> [Required work]: Select every line in the material that contains the string "sweater" and copy each one out. Case counts.

Dataset records
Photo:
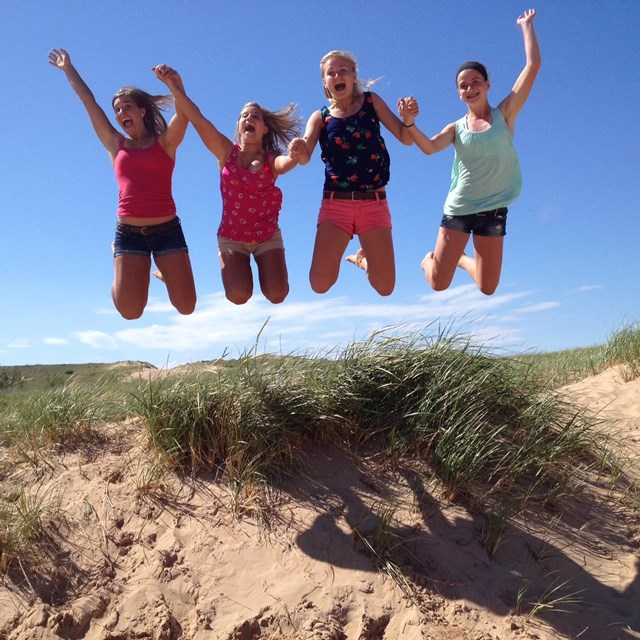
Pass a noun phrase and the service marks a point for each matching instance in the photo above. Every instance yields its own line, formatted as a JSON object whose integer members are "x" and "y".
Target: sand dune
{"x": 177, "y": 563}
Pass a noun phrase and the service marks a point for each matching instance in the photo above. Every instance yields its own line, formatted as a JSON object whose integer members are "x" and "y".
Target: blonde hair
{"x": 359, "y": 86}
{"x": 283, "y": 126}
{"x": 153, "y": 119}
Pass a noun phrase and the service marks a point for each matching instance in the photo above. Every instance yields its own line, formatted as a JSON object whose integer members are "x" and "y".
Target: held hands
{"x": 527, "y": 17}
{"x": 408, "y": 109}
{"x": 167, "y": 75}
{"x": 298, "y": 151}
{"x": 61, "y": 59}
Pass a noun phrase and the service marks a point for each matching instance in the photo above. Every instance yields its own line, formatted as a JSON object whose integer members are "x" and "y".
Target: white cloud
{"x": 20, "y": 343}
{"x": 590, "y": 287}
{"x": 317, "y": 325}
{"x": 97, "y": 339}
{"x": 540, "y": 306}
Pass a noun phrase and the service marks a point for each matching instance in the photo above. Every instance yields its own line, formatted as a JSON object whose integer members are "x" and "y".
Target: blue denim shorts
{"x": 158, "y": 239}
{"x": 484, "y": 223}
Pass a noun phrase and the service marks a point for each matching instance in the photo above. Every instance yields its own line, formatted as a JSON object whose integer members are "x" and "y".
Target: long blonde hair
{"x": 153, "y": 119}
{"x": 359, "y": 86}
{"x": 283, "y": 126}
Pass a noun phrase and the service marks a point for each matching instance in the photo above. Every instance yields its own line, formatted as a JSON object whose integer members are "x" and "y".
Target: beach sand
{"x": 137, "y": 553}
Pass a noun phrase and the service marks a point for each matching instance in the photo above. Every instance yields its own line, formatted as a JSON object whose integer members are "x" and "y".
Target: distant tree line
{"x": 10, "y": 379}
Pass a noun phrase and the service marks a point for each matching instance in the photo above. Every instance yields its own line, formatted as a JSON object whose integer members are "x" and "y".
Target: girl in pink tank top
{"x": 143, "y": 160}
{"x": 249, "y": 167}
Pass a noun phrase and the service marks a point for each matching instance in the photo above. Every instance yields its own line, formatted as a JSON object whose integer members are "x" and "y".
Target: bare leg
{"x": 272, "y": 272}
{"x": 377, "y": 259}
{"x": 359, "y": 259}
{"x": 440, "y": 264}
{"x": 130, "y": 290}
{"x": 485, "y": 268}
{"x": 175, "y": 271}
{"x": 330, "y": 245}
{"x": 237, "y": 278}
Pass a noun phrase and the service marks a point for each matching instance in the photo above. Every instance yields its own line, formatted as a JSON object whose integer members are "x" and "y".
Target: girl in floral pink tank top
{"x": 249, "y": 167}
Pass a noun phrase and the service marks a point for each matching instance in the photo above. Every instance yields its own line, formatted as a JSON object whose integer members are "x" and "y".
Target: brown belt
{"x": 354, "y": 195}
{"x": 151, "y": 229}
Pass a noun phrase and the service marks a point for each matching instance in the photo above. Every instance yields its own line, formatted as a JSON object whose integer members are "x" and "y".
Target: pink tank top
{"x": 144, "y": 181}
{"x": 251, "y": 202}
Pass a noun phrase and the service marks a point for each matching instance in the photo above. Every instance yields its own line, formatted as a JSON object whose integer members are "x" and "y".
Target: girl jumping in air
{"x": 143, "y": 160}
{"x": 251, "y": 202}
{"x": 486, "y": 173}
{"x": 356, "y": 163}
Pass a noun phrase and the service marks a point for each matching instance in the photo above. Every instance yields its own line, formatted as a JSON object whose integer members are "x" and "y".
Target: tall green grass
{"x": 490, "y": 427}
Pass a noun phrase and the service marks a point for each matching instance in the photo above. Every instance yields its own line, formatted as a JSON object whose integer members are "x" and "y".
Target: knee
{"x": 276, "y": 296}
{"x": 320, "y": 285}
{"x": 488, "y": 290}
{"x": 186, "y": 310}
{"x": 384, "y": 289}
{"x": 238, "y": 297}
{"x": 130, "y": 314}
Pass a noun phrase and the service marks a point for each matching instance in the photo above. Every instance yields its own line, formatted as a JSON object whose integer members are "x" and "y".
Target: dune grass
{"x": 490, "y": 428}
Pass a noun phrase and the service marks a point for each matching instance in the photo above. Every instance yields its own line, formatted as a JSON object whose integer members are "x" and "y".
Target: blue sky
{"x": 571, "y": 271}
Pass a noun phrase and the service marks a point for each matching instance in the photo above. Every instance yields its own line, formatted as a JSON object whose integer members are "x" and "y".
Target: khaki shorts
{"x": 250, "y": 248}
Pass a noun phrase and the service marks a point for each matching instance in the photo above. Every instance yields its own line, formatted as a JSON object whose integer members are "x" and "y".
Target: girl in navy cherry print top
{"x": 356, "y": 173}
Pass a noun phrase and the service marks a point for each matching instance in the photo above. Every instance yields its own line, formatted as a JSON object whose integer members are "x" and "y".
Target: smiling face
{"x": 251, "y": 127}
{"x": 472, "y": 86}
{"x": 338, "y": 77}
{"x": 129, "y": 115}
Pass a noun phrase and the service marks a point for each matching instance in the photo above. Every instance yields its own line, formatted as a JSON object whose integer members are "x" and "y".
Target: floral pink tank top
{"x": 251, "y": 202}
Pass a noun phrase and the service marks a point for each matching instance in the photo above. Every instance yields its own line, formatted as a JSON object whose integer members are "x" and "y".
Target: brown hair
{"x": 283, "y": 124}
{"x": 153, "y": 119}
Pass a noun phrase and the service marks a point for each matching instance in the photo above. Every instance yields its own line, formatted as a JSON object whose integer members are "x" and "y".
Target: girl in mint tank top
{"x": 485, "y": 177}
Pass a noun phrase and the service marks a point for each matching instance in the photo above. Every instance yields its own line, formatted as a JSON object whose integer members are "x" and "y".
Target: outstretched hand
{"x": 167, "y": 74}
{"x": 526, "y": 17}
{"x": 408, "y": 109}
{"x": 298, "y": 149}
{"x": 60, "y": 58}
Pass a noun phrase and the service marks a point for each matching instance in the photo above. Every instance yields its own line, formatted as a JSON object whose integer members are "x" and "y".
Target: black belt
{"x": 354, "y": 195}
{"x": 151, "y": 229}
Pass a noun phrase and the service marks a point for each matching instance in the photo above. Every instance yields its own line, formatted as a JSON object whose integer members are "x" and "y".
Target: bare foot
{"x": 428, "y": 256}
{"x": 359, "y": 259}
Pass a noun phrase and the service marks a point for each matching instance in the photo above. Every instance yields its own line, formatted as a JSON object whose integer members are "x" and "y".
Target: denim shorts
{"x": 492, "y": 223}
{"x": 159, "y": 239}
{"x": 249, "y": 248}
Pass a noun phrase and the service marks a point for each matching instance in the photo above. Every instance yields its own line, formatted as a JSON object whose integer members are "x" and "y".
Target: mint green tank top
{"x": 486, "y": 170}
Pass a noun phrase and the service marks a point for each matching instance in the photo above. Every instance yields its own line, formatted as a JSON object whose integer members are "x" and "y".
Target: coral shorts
{"x": 355, "y": 216}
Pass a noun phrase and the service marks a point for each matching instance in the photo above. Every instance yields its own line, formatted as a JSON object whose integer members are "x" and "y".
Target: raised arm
{"x": 297, "y": 149}
{"x": 408, "y": 109}
{"x": 106, "y": 132}
{"x": 514, "y": 102}
{"x": 310, "y": 138}
{"x": 215, "y": 141}
{"x": 390, "y": 120}
{"x": 176, "y": 128}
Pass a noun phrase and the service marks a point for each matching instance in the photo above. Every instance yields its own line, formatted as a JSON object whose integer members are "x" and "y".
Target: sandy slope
{"x": 175, "y": 563}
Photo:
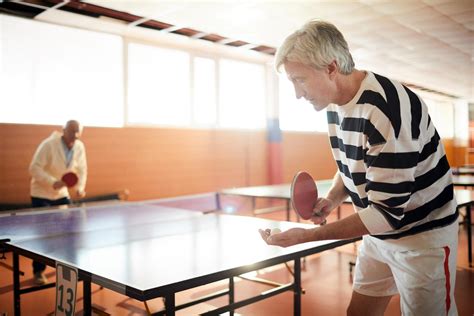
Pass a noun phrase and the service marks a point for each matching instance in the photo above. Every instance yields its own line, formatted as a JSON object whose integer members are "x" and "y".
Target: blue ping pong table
{"x": 144, "y": 250}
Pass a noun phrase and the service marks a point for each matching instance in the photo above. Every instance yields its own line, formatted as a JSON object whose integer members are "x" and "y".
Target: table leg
{"x": 170, "y": 305}
{"x": 297, "y": 289}
{"x": 86, "y": 290}
{"x": 231, "y": 294}
{"x": 16, "y": 284}
{"x": 469, "y": 234}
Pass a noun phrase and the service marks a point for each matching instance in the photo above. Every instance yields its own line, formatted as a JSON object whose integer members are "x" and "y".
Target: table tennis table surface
{"x": 275, "y": 191}
{"x": 145, "y": 250}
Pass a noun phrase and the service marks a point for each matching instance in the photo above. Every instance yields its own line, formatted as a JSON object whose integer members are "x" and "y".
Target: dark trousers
{"x": 39, "y": 267}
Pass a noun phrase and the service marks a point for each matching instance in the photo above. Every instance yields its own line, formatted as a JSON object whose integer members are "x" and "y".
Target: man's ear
{"x": 332, "y": 69}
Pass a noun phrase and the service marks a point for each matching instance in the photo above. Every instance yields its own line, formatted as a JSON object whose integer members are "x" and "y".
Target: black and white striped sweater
{"x": 391, "y": 160}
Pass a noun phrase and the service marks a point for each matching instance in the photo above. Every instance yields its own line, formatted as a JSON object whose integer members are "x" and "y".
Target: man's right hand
{"x": 58, "y": 185}
{"x": 322, "y": 209}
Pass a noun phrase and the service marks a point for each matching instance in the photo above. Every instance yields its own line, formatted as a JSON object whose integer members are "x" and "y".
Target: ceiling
{"x": 426, "y": 43}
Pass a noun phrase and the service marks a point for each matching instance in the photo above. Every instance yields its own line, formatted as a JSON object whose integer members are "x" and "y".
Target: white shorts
{"x": 424, "y": 278}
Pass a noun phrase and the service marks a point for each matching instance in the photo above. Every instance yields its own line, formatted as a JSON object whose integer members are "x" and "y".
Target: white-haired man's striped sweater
{"x": 392, "y": 161}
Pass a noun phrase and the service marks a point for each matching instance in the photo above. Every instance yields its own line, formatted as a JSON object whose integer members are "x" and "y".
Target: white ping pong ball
{"x": 275, "y": 231}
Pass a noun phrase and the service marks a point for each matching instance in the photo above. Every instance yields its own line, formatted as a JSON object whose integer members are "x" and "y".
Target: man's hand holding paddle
{"x": 307, "y": 204}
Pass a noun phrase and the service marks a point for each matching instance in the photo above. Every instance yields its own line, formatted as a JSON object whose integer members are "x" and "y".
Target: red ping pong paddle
{"x": 304, "y": 195}
{"x": 70, "y": 178}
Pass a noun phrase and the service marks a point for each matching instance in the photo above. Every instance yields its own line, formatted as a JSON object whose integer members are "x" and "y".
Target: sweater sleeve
{"x": 81, "y": 167}
{"x": 38, "y": 164}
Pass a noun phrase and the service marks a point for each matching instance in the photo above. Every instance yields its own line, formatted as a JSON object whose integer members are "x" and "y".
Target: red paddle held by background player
{"x": 70, "y": 179}
{"x": 304, "y": 195}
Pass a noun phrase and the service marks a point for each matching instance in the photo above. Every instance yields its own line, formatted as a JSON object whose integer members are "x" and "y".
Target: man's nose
{"x": 299, "y": 92}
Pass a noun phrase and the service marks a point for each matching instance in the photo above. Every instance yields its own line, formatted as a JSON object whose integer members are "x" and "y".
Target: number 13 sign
{"x": 66, "y": 285}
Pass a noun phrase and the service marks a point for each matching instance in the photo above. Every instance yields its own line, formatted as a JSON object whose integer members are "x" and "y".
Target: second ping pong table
{"x": 274, "y": 191}
{"x": 465, "y": 198}
{"x": 144, "y": 251}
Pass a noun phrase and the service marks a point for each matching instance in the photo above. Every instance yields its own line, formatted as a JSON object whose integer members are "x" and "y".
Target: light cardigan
{"x": 49, "y": 164}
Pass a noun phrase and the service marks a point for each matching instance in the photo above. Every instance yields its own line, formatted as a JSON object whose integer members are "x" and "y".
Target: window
{"x": 241, "y": 94}
{"x": 51, "y": 74}
{"x": 298, "y": 114}
{"x": 204, "y": 92}
{"x": 158, "y": 86}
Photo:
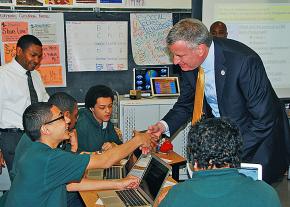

> [Response to the exercise]:
Target: black and white striped sweater
Target: white-haired man's striped sweater
Target: sweater sleeve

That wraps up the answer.